● REQUIRED ACTION:
Could you repeat the records below exactly, leaving out any pictures?

● SOURCE RECORDS:
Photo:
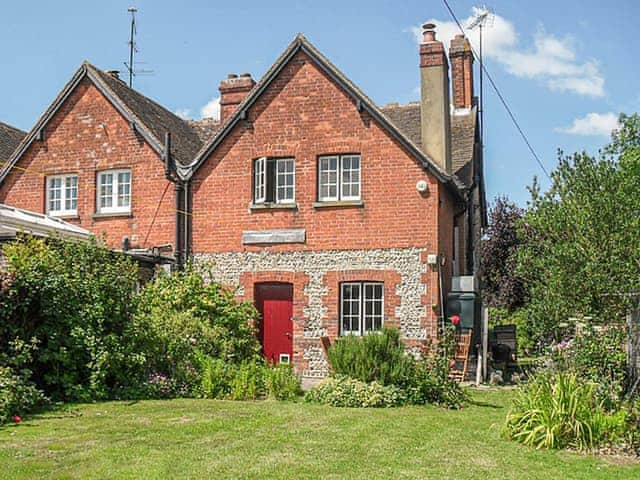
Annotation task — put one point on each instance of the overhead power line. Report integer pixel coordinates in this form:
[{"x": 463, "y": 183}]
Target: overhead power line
[{"x": 500, "y": 96}]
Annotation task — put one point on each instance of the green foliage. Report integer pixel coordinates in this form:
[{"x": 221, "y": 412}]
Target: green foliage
[
  {"x": 502, "y": 286},
  {"x": 281, "y": 383},
  {"x": 597, "y": 356},
  {"x": 561, "y": 410},
  {"x": 18, "y": 395},
  {"x": 382, "y": 358},
  {"x": 248, "y": 380},
  {"x": 343, "y": 391},
  {"x": 75, "y": 299},
  {"x": 580, "y": 238},
  {"x": 180, "y": 314},
  {"x": 377, "y": 357}
]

● ANSWER TO THIS PROBLEM:
Photo:
Annotation task — put one point on each instance of the overhead power line. Report integer pixel coordinates in this form:
[{"x": 463, "y": 183}]
Target: overhead power line
[{"x": 500, "y": 96}]
Annotation task — put one point on each instance of the green foliage. Report integer pixel coordinates in this form:
[{"x": 221, "y": 412}]
Target: green foliage
[
  {"x": 502, "y": 286},
  {"x": 281, "y": 383},
  {"x": 597, "y": 356},
  {"x": 561, "y": 410},
  {"x": 18, "y": 395},
  {"x": 382, "y": 358},
  {"x": 248, "y": 380},
  {"x": 343, "y": 391},
  {"x": 75, "y": 299},
  {"x": 580, "y": 238},
  {"x": 180, "y": 314},
  {"x": 377, "y": 357}
]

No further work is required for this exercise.